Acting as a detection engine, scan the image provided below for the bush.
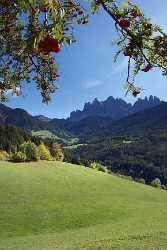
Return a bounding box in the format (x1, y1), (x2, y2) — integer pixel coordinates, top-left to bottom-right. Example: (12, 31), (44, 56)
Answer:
(161, 185), (167, 190)
(151, 178), (161, 188)
(11, 151), (26, 162)
(20, 141), (39, 162)
(138, 178), (146, 184)
(98, 165), (109, 173)
(90, 161), (99, 170)
(89, 162), (102, 171)
(50, 143), (64, 161)
(0, 150), (9, 160)
(38, 144), (52, 161)
(123, 175), (134, 181)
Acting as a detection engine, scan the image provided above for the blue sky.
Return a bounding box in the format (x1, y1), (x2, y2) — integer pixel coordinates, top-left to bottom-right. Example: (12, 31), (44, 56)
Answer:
(7, 0), (167, 118)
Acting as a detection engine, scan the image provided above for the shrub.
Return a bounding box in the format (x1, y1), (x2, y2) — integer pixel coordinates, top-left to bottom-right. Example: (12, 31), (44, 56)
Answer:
(11, 151), (26, 162)
(161, 185), (167, 190)
(20, 141), (39, 162)
(89, 162), (110, 174)
(0, 150), (9, 160)
(50, 143), (64, 161)
(118, 174), (134, 181)
(138, 178), (146, 184)
(90, 161), (99, 170)
(151, 178), (161, 188)
(38, 144), (52, 161)
(98, 165), (109, 173)
(104, 167), (110, 174)
(123, 175), (134, 181)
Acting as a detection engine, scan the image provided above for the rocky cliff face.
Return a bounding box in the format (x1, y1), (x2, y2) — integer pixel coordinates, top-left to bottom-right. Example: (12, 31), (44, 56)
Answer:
(69, 96), (162, 121)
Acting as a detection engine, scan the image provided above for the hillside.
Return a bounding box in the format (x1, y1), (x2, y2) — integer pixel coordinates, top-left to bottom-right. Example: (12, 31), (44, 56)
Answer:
(95, 102), (167, 137)
(0, 96), (162, 138)
(0, 161), (167, 249)
(69, 102), (167, 138)
(0, 104), (73, 143)
(0, 124), (34, 152)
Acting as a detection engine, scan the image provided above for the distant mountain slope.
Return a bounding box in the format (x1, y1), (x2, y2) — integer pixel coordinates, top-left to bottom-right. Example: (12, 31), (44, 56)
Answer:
(65, 102), (167, 138)
(64, 116), (112, 136)
(35, 115), (52, 123)
(4, 108), (51, 131)
(69, 96), (161, 121)
(0, 105), (73, 142)
(89, 102), (167, 137)
(0, 96), (163, 140)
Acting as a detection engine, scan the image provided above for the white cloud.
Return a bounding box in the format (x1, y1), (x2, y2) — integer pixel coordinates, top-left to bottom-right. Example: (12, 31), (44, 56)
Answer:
(82, 79), (103, 89)
(112, 57), (129, 75)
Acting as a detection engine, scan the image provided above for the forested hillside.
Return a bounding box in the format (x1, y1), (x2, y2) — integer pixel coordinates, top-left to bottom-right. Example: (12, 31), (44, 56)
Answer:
(0, 125), (39, 153)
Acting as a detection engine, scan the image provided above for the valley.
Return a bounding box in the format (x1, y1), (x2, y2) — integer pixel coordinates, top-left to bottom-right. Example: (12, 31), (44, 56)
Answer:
(1, 96), (167, 186)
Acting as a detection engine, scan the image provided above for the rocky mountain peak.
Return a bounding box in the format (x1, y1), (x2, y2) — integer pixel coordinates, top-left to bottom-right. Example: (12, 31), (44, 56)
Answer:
(69, 96), (162, 121)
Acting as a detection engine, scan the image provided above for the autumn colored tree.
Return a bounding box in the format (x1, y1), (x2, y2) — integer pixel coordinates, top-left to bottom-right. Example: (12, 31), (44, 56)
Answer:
(50, 143), (64, 161)
(38, 143), (52, 160)
(1, 0), (167, 101)
(20, 141), (39, 161)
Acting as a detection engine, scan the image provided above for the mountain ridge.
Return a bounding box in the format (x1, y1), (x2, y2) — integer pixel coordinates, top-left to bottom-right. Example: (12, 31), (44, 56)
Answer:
(69, 95), (162, 121)
(0, 96), (163, 139)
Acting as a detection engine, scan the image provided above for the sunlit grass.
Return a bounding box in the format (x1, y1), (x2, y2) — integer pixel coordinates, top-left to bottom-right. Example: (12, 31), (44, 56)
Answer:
(0, 161), (167, 249)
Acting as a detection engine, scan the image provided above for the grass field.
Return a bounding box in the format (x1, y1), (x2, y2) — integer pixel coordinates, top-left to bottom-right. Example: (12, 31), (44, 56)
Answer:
(31, 130), (79, 146)
(0, 161), (167, 249)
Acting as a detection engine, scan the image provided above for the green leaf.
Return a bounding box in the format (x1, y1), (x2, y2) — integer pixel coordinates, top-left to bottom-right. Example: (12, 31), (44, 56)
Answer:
(121, 1), (129, 9)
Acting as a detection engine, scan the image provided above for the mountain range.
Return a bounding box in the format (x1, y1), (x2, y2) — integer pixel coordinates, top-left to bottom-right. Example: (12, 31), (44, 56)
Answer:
(0, 95), (165, 140)
(69, 95), (161, 121)
(1, 95), (167, 185)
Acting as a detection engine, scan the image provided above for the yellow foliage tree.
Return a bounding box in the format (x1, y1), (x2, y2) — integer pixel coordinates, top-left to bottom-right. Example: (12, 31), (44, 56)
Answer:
(50, 143), (64, 162)
(38, 144), (52, 161)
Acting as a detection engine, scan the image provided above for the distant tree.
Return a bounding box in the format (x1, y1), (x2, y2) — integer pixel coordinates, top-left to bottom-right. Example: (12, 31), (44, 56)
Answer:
(20, 142), (39, 162)
(38, 143), (52, 161)
(90, 161), (100, 171)
(0, 150), (9, 161)
(151, 178), (161, 189)
(11, 151), (27, 163)
(50, 143), (64, 161)
(1, 1), (167, 101)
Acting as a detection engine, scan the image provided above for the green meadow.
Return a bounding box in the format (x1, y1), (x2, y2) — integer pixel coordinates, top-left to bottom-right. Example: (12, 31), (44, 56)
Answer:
(0, 161), (167, 249)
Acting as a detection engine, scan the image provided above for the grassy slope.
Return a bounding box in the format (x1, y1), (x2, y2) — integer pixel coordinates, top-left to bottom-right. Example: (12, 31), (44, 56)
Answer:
(0, 162), (167, 249)
(32, 130), (79, 146)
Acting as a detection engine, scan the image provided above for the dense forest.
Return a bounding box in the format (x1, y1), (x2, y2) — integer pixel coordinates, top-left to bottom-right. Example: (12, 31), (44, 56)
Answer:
(65, 133), (167, 185)
(0, 125), (40, 153)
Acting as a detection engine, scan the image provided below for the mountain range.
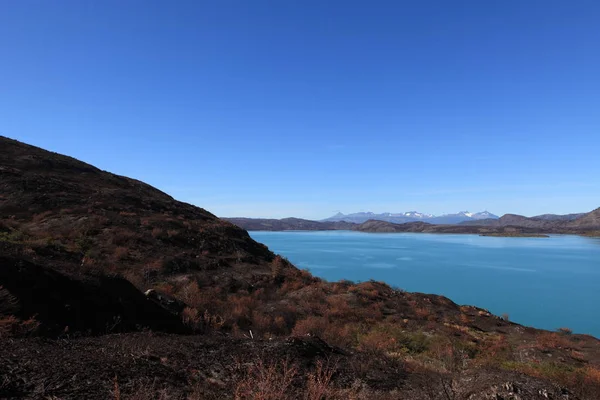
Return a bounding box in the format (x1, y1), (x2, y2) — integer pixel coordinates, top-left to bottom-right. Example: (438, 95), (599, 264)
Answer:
(322, 210), (499, 224)
(226, 209), (600, 235)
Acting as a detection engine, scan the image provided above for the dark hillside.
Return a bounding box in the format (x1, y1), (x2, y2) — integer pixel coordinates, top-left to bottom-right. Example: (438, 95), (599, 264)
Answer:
(0, 136), (275, 281)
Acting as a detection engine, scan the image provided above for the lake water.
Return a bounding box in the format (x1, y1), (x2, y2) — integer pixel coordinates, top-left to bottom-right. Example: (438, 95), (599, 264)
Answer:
(250, 231), (600, 337)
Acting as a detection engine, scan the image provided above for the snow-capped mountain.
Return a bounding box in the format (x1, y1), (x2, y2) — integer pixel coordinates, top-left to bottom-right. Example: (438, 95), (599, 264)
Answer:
(322, 210), (498, 224)
(471, 211), (498, 220)
(402, 211), (434, 219)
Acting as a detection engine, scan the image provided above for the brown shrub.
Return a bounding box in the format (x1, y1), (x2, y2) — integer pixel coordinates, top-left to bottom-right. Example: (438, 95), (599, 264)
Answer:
(585, 366), (600, 388)
(151, 227), (164, 238)
(0, 315), (39, 338)
(358, 329), (397, 353)
(306, 359), (338, 400)
(536, 332), (574, 351)
(114, 246), (129, 261)
(326, 296), (354, 320)
(557, 327), (573, 335)
(234, 358), (297, 400)
(476, 335), (512, 365)
(292, 316), (329, 337)
(182, 307), (201, 331)
(414, 307), (430, 319)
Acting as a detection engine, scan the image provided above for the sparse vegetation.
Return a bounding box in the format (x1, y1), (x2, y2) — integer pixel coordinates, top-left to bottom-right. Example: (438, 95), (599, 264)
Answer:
(2, 137), (600, 399)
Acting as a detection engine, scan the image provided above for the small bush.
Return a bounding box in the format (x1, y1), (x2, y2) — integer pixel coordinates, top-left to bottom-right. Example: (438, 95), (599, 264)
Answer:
(234, 358), (297, 400)
(557, 327), (573, 335)
(306, 359), (337, 400)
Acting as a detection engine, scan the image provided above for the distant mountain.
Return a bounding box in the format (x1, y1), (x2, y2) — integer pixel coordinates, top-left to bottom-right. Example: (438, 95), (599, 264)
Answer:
(460, 209), (600, 232)
(323, 210), (498, 225)
(533, 213), (585, 221)
(225, 217), (355, 231)
(427, 211), (499, 224)
(229, 208), (600, 235)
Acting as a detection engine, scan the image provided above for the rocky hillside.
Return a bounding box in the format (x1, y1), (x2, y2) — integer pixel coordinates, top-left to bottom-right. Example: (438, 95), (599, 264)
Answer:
(2, 136), (600, 399)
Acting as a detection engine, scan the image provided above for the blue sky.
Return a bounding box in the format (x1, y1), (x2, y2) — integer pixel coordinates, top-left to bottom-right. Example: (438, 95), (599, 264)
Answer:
(1, 1), (599, 219)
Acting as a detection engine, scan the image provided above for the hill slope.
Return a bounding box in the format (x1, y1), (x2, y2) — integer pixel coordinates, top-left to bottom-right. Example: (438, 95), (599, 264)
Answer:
(0, 136), (275, 276)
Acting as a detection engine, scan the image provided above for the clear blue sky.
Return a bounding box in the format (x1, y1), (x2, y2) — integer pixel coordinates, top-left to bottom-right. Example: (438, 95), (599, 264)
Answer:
(1, 1), (599, 219)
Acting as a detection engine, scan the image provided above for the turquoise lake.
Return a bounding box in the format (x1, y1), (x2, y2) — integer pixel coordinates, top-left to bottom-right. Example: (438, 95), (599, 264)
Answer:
(249, 231), (600, 338)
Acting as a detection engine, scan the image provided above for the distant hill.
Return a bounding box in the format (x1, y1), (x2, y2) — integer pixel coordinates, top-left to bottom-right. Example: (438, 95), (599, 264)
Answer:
(567, 207), (600, 229)
(533, 213), (585, 221)
(323, 210), (498, 224)
(355, 219), (552, 236)
(225, 217), (355, 231)
(461, 210), (600, 232)
(228, 209), (600, 234)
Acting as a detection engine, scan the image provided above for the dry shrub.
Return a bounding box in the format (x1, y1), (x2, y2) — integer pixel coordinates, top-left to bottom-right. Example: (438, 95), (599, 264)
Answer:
(166, 229), (179, 238)
(32, 210), (53, 222)
(427, 337), (466, 373)
(203, 310), (225, 331)
(0, 315), (40, 338)
(181, 306), (224, 333)
(0, 315), (19, 338)
(154, 282), (175, 296)
(234, 358), (297, 400)
(569, 350), (585, 362)
(110, 228), (136, 246)
(271, 255), (285, 278)
(306, 359), (338, 400)
(557, 327), (573, 335)
(326, 296), (354, 319)
(252, 313), (274, 337)
(0, 286), (19, 315)
(182, 307), (201, 331)
(181, 281), (203, 306)
(414, 307), (430, 319)
(459, 313), (470, 324)
(114, 246), (129, 261)
(292, 316), (329, 337)
(476, 335), (512, 366)
(151, 227), (164, 238)
(536, 332), (574, 351)
(278, 279), (306, 294)
(229, 295), (258, 320)
(585, 366), (600, 384)
(358, 329), (396, 353)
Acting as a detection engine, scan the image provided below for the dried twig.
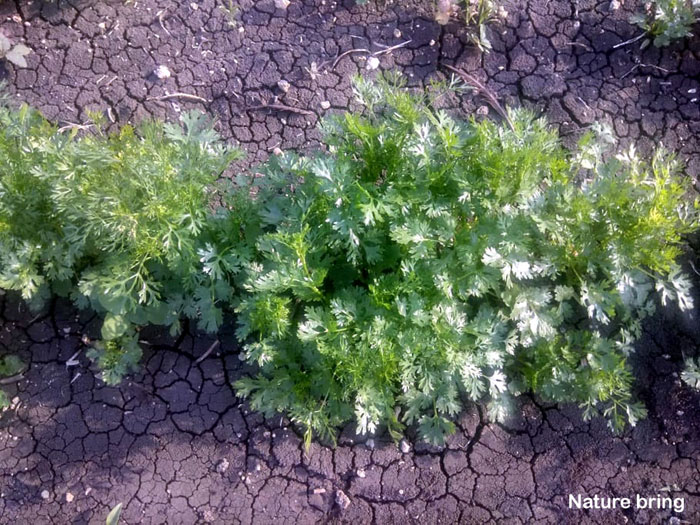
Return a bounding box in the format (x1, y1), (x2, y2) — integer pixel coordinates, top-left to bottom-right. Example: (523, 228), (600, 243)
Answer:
(330, 39), (412, 70)
(247, 103), (314, 116)
(147, 92), (211, 103)
(0, 372), (26, 385)
(331, 48), (370, 69)
(57, 122), (95, 133)
(195, 340), (220, 364)
(441, 64), (515, 131)
(612, 32), (646, 49)
(156, 9), (172, 38)
(373, 39), (412, 56)
(559, 41), (593, 52)
(620, 62), (670, 80)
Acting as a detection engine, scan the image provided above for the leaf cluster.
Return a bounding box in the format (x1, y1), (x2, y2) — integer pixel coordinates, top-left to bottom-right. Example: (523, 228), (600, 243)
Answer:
(0, 75), (697, 446)
(234, 73), (697, 445)
(0, 93), (256, 383)
(632, 0), (700, 47)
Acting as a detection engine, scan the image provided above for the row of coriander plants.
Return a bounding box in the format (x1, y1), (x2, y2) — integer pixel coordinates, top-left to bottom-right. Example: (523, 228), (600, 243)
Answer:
(0, 75), (696, 445)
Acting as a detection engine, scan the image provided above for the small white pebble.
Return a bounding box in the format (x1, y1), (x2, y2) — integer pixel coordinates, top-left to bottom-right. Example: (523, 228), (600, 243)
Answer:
(41, 490), (50, 500)
(277, 79), (291, 93)
(366, 438), (375, 449)
(393, 28), (401, 38)
(400, 439), (411, 454)
(154, 65), (171, 79)
(356, 469), (366, 478)
(274, 0), (290, 8)
(320, 101), (331, 110)
(366, 56), (380, 70)
(65, 492), (74, 503)
(190, 2), (198, 9)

What is expected
Extract all lines from the data in which "leaf" is found.

Exercise solution
Acting as a detection engine, scan the image provided above for the green leaf.
Acting as a detection engine, scan the image provided above for the leaf cluster.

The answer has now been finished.